## Text excerpt
......

I’ve talked to a lot of young writers recently at school visits and online workshops about the long, hard journey of becoming a pro writer. My story isn’t unique. And there are many who’ve had it easier and many, many, many who’ve had it harder. I’ve seen so many writers get discouraged after just a few rejections. Like 6, 10, 20 even. I’ve seen writers give up the dream of traditional publishing and leap into self pub, thinking it was the only way to become a writer if they were already hearing so much no. (Side note: this isn’t a post to slag of self pub — I’m merely acknowledging the fact that for these writers the dream was trad pub, and maybe they gave up too soon. It may or may not have worked out for them. Who knows?!)
We’ve all seen the hilariously nasty letters that the likes of Hemingway, Dickinson, and Steinbeck received. There is a whole tumblr dedicated to lulzy rejections. But I think that the contemporary writer identifies better with her peers. The people she’s reading and idolizing and even befriending now. Which is why I want to share the stories of some of the other writers out there — the ones who are now agented and published, who made it through. Today I want to hand out a little bit of good juju. I hope you enjoy it.
A.S. King:
I wrote 8 novels over 15 years before I got my first publishing contract. For novels, I lost count of how many rejections I collected, but I know I have about 300 in paper rejections. That was before email. It probably includes a few rejections for poetry, too. Let me back up.
I started writing novels when I moved to Ireland in my very early 20s. I wrote my first three novels on a typewriter. My fourth on one of those annoying half-assed word processor things that pretended they were computers when they were clearly not computers. I stopped writing novel-length fiction between books 4 and 5 because I have always been a lover of poetry and I wanted to write some. So I did. Then, I got the beginning of novel #5 in my head and couldn’t stop myself from writing. By then we had a desktop computer. It had 2 whole MBs of RAM.

......

## Records shown
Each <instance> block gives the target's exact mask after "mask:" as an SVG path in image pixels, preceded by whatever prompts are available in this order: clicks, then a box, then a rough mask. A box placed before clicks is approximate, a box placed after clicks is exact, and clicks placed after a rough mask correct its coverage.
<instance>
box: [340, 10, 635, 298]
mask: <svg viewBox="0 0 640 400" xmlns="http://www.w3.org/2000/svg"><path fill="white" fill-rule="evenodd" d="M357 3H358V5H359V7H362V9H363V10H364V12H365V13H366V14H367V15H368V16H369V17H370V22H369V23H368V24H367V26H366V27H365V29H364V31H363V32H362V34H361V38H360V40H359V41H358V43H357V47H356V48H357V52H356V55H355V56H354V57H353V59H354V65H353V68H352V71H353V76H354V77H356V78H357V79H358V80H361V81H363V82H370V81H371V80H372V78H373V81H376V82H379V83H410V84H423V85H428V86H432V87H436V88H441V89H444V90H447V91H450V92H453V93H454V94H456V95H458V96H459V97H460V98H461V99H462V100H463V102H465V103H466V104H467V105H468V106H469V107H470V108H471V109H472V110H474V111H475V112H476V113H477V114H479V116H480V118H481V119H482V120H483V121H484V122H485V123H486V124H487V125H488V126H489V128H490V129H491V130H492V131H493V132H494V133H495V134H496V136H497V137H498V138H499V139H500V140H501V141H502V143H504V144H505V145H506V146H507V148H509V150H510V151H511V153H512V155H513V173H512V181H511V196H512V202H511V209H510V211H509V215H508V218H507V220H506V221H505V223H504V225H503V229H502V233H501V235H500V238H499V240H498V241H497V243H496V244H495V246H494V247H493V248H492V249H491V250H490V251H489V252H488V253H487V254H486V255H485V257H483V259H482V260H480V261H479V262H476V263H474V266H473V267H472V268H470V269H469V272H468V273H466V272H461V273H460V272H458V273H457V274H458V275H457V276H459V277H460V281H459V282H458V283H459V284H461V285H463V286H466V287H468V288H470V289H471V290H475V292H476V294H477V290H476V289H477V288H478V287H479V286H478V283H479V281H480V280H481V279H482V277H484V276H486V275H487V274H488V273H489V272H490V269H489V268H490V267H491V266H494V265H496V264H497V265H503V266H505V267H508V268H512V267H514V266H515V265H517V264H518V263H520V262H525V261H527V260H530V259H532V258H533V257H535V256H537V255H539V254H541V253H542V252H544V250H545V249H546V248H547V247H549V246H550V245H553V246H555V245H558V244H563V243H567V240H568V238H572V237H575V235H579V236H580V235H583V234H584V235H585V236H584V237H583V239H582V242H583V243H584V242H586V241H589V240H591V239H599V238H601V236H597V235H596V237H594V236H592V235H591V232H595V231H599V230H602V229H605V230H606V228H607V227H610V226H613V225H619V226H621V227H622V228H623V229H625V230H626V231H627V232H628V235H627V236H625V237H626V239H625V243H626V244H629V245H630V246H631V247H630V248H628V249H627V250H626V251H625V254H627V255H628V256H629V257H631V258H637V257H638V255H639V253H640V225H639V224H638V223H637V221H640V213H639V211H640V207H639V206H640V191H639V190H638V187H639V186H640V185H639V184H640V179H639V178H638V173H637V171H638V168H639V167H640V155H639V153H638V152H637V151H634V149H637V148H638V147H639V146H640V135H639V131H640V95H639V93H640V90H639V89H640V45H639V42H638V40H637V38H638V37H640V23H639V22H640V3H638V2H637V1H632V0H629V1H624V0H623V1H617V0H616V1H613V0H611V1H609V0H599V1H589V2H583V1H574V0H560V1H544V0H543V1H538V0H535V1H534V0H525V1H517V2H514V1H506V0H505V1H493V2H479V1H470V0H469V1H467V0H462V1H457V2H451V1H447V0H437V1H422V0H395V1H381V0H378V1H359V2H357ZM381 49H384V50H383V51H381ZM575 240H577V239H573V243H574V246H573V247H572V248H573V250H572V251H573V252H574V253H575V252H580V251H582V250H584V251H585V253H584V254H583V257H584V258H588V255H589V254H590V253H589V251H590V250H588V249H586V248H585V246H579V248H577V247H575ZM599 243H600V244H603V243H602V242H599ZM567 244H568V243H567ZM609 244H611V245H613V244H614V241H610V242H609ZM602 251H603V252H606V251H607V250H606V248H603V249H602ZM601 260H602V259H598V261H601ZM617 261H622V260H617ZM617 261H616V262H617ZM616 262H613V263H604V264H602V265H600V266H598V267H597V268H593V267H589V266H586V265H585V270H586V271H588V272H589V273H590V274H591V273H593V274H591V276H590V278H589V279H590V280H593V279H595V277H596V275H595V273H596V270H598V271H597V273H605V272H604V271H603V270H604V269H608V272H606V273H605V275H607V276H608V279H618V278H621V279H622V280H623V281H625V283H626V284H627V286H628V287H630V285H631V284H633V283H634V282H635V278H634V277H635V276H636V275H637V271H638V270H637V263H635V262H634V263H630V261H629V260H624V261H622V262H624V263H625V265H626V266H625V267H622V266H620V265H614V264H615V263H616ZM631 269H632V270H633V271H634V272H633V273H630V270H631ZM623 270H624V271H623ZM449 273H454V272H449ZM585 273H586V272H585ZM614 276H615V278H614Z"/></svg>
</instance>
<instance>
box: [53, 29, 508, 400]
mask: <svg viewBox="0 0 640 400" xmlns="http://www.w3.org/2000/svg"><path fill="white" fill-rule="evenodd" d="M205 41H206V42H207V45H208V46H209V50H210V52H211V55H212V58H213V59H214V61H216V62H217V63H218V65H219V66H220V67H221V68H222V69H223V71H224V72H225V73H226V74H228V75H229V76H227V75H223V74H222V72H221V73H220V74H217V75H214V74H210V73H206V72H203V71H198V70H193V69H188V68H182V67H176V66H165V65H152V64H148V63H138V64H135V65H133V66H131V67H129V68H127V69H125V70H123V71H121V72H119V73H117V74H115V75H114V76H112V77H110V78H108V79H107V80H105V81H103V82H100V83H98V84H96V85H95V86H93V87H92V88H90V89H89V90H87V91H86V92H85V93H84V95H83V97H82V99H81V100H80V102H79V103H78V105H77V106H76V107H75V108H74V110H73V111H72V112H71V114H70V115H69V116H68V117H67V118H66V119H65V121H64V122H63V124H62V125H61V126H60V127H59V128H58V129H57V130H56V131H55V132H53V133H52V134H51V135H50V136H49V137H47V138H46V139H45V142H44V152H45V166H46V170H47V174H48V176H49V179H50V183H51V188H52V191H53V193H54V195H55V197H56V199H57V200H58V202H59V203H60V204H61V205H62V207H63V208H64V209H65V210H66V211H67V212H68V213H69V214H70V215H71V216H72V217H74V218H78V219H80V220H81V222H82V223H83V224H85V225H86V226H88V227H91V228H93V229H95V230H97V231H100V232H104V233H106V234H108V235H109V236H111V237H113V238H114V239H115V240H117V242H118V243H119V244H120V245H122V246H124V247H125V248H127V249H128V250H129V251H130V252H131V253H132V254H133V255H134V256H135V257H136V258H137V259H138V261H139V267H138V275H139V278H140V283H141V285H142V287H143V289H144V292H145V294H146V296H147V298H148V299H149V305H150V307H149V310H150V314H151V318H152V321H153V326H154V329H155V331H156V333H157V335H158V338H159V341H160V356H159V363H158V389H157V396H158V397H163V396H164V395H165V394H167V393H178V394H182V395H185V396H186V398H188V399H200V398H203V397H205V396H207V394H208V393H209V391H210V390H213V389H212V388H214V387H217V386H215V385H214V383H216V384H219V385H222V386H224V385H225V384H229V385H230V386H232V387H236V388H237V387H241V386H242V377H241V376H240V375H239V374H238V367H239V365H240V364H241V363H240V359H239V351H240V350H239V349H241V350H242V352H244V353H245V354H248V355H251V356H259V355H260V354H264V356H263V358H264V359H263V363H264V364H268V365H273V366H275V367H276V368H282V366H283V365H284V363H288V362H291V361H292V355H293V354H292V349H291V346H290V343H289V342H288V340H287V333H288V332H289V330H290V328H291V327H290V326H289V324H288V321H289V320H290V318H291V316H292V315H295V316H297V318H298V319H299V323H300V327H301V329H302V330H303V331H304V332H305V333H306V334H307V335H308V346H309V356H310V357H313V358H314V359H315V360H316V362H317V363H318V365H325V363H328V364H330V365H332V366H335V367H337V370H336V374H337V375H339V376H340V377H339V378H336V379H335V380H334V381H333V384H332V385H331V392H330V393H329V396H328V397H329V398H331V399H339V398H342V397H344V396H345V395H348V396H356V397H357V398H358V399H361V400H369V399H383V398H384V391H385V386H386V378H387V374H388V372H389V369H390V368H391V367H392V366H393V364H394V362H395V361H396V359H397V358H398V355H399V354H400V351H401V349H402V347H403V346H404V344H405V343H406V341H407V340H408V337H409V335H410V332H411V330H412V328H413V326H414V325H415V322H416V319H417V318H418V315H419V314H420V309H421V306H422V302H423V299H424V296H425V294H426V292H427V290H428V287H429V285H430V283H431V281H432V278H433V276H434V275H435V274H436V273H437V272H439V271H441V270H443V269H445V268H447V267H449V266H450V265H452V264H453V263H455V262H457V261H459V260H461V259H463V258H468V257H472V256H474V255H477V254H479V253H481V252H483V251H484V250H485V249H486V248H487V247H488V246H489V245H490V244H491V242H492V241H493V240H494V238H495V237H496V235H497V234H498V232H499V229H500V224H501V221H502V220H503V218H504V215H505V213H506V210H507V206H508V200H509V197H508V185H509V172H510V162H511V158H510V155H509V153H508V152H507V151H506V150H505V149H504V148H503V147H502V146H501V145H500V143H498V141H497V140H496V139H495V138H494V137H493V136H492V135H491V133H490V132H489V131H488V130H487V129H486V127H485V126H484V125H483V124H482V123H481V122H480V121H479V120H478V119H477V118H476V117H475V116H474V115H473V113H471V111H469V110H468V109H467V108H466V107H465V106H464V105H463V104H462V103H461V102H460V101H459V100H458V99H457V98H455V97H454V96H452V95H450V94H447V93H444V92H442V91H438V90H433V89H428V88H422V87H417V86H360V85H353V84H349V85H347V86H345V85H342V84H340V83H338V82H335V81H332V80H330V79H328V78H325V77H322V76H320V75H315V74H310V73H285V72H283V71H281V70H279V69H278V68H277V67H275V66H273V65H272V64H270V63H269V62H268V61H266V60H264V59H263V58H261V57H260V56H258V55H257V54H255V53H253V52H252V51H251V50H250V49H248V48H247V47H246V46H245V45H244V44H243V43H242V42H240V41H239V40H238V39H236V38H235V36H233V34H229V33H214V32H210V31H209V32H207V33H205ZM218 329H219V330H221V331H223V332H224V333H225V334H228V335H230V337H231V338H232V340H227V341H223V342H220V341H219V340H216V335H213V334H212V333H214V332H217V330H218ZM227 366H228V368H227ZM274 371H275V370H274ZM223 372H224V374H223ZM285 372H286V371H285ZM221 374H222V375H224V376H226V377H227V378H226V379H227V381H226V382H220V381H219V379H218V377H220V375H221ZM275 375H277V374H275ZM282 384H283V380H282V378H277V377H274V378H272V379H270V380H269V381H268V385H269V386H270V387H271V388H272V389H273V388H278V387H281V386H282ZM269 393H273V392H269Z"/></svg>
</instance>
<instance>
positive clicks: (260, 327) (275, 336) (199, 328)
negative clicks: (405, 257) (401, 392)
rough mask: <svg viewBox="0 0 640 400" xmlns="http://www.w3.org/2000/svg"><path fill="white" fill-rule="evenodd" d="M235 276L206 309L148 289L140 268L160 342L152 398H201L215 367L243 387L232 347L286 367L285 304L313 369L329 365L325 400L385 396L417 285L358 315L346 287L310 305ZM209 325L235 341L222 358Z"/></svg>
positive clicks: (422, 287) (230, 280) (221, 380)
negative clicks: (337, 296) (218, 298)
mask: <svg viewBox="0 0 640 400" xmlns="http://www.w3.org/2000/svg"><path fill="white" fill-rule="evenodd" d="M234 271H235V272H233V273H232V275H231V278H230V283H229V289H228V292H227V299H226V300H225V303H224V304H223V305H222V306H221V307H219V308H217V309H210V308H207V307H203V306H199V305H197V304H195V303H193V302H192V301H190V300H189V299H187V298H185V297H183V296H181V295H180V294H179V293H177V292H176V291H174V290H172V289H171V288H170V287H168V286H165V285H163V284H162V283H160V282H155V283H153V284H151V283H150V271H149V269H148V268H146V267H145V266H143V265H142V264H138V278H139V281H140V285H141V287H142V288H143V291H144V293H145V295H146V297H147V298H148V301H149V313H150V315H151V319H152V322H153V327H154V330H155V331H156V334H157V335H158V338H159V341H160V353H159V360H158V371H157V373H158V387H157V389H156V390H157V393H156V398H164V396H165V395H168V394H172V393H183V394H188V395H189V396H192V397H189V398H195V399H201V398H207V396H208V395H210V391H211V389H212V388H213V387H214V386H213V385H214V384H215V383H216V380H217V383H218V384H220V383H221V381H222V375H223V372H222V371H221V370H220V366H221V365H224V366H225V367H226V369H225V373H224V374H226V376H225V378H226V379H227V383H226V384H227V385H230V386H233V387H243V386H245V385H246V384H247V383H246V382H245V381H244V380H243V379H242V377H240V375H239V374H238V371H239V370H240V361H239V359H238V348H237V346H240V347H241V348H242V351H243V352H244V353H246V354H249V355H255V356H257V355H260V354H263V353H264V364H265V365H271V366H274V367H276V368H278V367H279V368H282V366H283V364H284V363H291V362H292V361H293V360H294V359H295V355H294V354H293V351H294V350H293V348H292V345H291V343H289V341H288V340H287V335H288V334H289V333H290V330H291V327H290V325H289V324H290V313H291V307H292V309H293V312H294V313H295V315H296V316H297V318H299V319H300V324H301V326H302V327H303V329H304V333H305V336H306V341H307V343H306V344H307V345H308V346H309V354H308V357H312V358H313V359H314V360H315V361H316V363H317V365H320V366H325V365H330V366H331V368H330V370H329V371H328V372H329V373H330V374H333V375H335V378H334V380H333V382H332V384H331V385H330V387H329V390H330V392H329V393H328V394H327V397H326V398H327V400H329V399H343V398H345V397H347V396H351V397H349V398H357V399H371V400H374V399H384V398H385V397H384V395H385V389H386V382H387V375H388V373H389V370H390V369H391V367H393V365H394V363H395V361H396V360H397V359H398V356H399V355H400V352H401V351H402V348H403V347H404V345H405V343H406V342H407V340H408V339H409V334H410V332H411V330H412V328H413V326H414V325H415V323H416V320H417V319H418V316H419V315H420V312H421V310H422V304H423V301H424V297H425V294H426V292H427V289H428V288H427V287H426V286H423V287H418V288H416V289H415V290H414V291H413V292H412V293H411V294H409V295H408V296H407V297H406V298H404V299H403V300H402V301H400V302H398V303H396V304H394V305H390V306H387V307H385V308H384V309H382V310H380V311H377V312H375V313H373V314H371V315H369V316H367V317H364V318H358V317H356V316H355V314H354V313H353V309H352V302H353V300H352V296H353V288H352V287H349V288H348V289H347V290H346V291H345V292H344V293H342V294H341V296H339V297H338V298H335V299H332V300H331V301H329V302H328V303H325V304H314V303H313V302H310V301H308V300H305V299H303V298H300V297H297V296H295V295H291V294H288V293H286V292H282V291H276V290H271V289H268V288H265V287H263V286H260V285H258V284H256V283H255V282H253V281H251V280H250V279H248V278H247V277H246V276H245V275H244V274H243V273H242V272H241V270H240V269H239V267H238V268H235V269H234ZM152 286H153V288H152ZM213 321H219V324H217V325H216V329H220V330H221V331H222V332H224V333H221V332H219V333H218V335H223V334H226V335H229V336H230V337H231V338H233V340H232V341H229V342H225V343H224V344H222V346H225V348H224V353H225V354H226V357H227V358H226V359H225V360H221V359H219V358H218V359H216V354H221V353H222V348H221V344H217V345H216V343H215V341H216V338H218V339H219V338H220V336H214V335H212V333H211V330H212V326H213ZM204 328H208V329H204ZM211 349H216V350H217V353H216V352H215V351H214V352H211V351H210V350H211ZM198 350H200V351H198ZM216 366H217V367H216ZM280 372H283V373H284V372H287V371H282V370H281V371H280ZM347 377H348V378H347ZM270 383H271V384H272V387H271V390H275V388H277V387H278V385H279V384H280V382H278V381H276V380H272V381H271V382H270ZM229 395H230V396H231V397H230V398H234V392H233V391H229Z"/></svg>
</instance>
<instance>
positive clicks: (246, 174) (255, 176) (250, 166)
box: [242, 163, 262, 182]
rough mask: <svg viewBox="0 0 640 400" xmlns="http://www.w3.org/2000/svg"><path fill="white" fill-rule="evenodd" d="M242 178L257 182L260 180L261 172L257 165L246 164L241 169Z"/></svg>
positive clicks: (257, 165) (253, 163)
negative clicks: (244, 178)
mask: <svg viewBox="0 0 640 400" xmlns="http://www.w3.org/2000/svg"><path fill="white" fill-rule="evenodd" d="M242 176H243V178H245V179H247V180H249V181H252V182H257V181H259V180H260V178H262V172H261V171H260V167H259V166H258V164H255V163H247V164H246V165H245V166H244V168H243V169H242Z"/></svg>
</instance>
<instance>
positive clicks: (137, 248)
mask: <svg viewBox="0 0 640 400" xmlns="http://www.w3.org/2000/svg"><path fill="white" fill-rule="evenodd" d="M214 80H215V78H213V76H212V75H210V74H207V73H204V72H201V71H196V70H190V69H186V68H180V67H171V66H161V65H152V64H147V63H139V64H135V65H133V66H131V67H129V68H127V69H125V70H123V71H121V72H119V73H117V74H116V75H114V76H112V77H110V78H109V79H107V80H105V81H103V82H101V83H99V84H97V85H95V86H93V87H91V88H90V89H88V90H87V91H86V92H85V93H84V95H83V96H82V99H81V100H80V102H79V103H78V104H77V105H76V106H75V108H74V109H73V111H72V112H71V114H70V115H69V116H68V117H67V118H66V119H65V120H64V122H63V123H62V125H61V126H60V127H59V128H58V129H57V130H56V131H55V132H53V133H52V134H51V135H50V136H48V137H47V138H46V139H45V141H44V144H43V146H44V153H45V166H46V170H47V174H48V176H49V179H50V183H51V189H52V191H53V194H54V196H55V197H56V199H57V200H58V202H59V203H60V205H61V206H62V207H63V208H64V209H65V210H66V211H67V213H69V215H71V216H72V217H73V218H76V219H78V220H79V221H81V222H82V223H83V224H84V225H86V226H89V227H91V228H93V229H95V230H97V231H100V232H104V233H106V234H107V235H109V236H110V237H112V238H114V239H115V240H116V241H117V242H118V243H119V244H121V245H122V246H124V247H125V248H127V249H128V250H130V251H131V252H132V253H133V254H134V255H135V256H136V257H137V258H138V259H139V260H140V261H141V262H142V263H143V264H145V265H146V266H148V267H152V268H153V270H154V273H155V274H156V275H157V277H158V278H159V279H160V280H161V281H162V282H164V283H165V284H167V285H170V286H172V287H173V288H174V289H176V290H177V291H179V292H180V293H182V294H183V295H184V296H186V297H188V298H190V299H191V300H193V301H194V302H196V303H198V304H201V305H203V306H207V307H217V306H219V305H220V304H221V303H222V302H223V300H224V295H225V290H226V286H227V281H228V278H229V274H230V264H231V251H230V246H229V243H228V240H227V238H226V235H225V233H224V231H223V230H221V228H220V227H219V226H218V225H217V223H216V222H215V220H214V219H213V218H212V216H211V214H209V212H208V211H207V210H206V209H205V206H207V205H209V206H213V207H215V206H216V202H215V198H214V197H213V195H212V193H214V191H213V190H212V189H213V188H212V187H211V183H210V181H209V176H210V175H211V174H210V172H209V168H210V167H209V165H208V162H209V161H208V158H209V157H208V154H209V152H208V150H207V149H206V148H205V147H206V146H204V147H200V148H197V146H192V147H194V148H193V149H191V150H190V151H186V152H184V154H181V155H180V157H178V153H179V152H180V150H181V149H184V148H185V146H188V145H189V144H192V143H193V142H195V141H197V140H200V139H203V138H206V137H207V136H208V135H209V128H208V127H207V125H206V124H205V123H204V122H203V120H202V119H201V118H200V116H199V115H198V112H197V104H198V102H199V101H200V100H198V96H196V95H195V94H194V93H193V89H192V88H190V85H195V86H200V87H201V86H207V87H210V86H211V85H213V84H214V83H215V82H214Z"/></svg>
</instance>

......

## Task objective
Write a continuation of the post about writers facing rejection, picking up right after its last sentence. The lines above play no part in what comes next.

## Expected answer
Anyway. I can’t remember the beginning of learning about publishing. I think I sent my second novel off to a few Irish publishers who a magazine-editor friend knew. There was only one Irish literary agent at the time, and I was writing American stories, so I knew I really wasn’t going to find luck, but I tried anyway.
Sending manuscripts abroad was expensive business from Ireland. Once I started querying literary agents in the UK, it would cost me far too much to do mailings of ten at a time. And then if I got requests, it was crazy expensive because I would send a SASE for return of the book. By book #4, I had queried a good bit, but not that much. There weren’t many outlets. By then I was living self-sufficiently on our farm and who had money to photocopy a book for 40 quid? That’s a lot of dough, man. Especially when you add the postage and the SASE to it.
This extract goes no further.